## THE PROBLEM
From the text on the SIL clinics, list every group of experts that Hasan Sülük names in his answer.

Michael Kindermann: What makes the SIL clinic special is the fact that the program is completely tailored to the needs of the participants. Basically, this means that information is not just presented as a lecture. Specific questions can also be submitted anonymously via a specially-designed website in the lead-up to the event. The speakers then answer these questions on the second day of the event.
Dr. Andreas Hildebrandt: The tenth SIL clinic is a nice illustration of how closely we at Pepperl+Fuchs have followed the development of IEC 61508 over the years. In cooperation with our media partners, we offer participants an annual event at which they have the opportunity to speak directly with the experts.
Hasan Sülük: In this instance, we are talking not only about experts from Pepperl+Fuchs, but also employees from testing organizations, safety experts from the industry, functional safety managers from device manufacturers, service providers in the field of functional safety, scientists, and public authority representatives. For example, this year's event was attended by the State Agency for Nature, Environment, and Consumer Protection of North Rhine-Westphalia. Therefore, the clinics offer a broad cross section of knowledge and perspectives on functional safety. We place a significant focus on current trends and topics. Most recently, we tackled the overarching question of how the increasing digitalization in industry is affecting safety engineering. The consistently positive feedback from our participants shows that this format provides long-lasting benefits.
Pepperl+Fuchs now has over 700 products with a SIL/PL evaluation in its portfolio—and there are more to come.
What do you consider to be the hallmarks of sustainable work?
Dr. Andreas Hildebrandt: Now, in order to create sustainable formats such as the SIL clinics, you must first be willing to take what appears to be an unconventional approach and try something new. That is what we did in 2009 with the first SIL clinic, and that is what we continue to do today. After all, there are very exciting teaching possibilities for sharing technical expertise outside of the traditional "classroom-style" seminars. We are currently working with University4Industry, a Munich-based startup that aims to make expertise from German industrial companies available in a web-based format that can be accessed from anywhere. As a result of this collaboration, you can access approximately four hours of training content relating to functional safety via our University4Industry channel and then directly test your newly acquired knowledge in online training exercises.

## DATASET RECORDS
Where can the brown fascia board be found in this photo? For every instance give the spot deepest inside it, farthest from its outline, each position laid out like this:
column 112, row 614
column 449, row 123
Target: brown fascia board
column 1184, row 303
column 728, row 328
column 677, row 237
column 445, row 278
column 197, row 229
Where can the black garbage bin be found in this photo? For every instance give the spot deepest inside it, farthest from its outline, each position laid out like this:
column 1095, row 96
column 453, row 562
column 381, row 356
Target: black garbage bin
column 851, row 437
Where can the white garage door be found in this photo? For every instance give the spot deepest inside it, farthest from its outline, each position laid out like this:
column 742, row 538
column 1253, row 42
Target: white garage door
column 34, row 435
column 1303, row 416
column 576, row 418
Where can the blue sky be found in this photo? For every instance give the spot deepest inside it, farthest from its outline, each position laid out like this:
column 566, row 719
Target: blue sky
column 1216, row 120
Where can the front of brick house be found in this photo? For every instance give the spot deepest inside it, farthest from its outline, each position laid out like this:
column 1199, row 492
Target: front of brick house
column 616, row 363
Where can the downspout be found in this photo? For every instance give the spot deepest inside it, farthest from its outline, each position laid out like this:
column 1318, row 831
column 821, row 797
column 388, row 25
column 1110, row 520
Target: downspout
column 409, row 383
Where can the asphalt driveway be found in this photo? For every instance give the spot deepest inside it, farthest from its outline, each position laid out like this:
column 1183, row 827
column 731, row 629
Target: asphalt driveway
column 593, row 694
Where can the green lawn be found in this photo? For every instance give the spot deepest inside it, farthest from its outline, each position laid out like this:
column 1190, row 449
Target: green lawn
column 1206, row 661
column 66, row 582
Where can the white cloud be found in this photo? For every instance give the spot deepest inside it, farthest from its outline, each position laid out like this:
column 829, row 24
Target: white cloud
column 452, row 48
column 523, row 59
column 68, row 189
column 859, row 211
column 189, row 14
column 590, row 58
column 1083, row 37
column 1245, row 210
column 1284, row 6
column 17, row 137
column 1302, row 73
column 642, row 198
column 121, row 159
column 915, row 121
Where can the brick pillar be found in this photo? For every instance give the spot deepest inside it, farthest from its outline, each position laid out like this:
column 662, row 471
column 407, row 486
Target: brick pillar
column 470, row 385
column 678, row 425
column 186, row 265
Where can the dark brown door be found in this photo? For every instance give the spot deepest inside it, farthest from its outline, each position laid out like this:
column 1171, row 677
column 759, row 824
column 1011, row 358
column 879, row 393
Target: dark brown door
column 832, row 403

## PROBLEM SOLUTION
- Experts from Pepperl+Fuchs
- Employees from testing organizations
- Safety experts from the industry
- Functional safety managers from device manufacturers
- Service providers in the field of functional safety
- Scientists
- Public authority representatives